**WHAT YOU HAVE TO DO**
Across all the entries, how many lines hold "below"? Answer with that number and nothing else.

[Dataset excerpts]
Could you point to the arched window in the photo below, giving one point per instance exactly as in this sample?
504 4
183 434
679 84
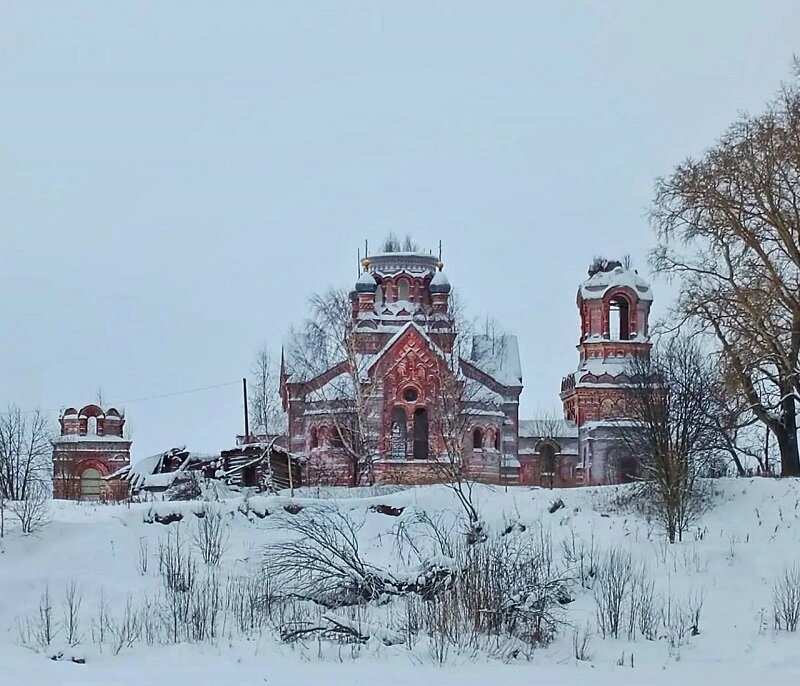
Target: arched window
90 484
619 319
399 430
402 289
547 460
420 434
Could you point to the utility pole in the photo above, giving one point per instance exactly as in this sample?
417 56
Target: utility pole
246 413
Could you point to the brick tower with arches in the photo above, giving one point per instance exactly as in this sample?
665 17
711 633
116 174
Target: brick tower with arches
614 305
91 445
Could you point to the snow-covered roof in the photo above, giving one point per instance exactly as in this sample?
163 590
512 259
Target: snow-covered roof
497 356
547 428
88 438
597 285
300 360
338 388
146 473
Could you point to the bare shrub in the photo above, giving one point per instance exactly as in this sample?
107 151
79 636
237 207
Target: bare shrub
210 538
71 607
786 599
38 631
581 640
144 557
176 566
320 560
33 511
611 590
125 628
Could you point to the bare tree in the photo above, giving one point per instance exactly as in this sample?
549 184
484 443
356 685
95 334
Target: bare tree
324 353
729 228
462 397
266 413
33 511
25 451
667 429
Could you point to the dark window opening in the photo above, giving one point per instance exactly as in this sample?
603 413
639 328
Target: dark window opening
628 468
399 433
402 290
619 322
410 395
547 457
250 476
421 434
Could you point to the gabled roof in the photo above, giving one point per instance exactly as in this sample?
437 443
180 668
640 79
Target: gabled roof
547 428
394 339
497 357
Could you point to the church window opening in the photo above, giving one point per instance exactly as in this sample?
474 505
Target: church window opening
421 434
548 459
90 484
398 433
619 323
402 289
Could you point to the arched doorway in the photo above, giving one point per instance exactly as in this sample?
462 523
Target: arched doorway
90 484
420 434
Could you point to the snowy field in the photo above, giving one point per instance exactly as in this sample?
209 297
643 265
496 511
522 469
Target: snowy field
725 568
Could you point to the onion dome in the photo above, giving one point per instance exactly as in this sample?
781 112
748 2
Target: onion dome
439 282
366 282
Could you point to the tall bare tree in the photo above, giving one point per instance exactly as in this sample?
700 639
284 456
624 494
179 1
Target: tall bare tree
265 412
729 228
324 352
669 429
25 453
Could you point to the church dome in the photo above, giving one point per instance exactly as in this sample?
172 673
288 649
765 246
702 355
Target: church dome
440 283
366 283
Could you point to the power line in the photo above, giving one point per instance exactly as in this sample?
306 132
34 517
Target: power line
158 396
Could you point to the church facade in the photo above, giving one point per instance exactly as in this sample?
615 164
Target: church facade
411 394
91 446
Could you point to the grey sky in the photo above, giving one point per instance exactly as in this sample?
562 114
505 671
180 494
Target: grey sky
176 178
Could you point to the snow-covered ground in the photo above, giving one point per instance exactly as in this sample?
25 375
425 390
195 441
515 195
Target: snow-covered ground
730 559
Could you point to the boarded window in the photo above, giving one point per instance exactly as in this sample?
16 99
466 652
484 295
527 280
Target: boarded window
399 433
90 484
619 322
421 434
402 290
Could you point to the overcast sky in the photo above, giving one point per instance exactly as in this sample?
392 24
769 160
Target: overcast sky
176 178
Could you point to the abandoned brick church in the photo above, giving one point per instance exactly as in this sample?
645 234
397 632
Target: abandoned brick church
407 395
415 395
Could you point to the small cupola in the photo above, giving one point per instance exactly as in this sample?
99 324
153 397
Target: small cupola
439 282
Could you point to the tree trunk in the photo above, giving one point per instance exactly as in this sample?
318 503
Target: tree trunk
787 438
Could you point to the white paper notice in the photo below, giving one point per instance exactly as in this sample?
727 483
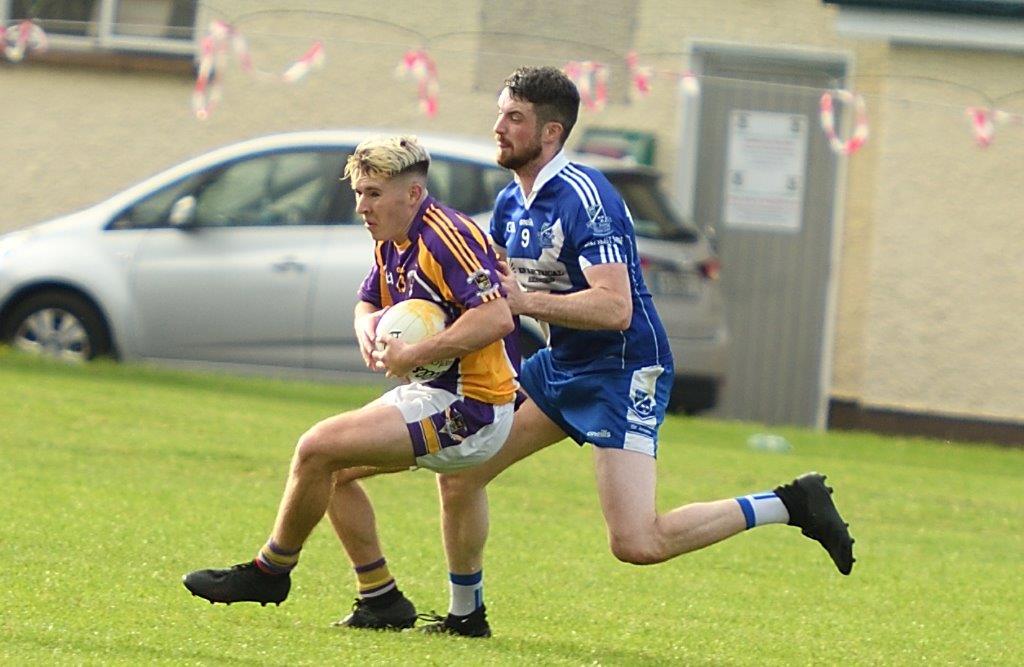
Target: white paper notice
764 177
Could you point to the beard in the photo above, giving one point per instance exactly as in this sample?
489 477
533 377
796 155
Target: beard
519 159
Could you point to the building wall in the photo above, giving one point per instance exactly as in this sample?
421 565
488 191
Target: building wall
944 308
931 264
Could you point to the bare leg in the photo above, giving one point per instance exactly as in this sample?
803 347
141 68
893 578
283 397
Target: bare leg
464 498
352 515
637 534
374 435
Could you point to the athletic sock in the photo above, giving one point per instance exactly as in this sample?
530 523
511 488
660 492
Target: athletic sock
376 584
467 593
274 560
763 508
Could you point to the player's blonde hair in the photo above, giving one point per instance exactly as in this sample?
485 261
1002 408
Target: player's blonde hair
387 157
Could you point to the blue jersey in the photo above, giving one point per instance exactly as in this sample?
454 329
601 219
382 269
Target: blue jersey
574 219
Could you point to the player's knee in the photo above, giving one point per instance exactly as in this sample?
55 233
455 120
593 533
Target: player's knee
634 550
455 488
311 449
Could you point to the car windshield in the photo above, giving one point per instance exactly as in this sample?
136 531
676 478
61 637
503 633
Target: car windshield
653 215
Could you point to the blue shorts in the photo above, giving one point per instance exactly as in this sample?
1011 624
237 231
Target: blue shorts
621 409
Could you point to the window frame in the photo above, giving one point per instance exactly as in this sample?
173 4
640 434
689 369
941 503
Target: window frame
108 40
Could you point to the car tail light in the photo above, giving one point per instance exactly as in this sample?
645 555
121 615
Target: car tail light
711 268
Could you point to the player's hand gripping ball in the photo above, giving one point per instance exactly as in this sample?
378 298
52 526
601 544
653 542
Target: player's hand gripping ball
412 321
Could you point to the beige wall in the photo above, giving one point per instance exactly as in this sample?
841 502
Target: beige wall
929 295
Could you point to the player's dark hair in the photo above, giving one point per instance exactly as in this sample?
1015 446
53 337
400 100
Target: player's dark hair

**RESPONSE AREA**
2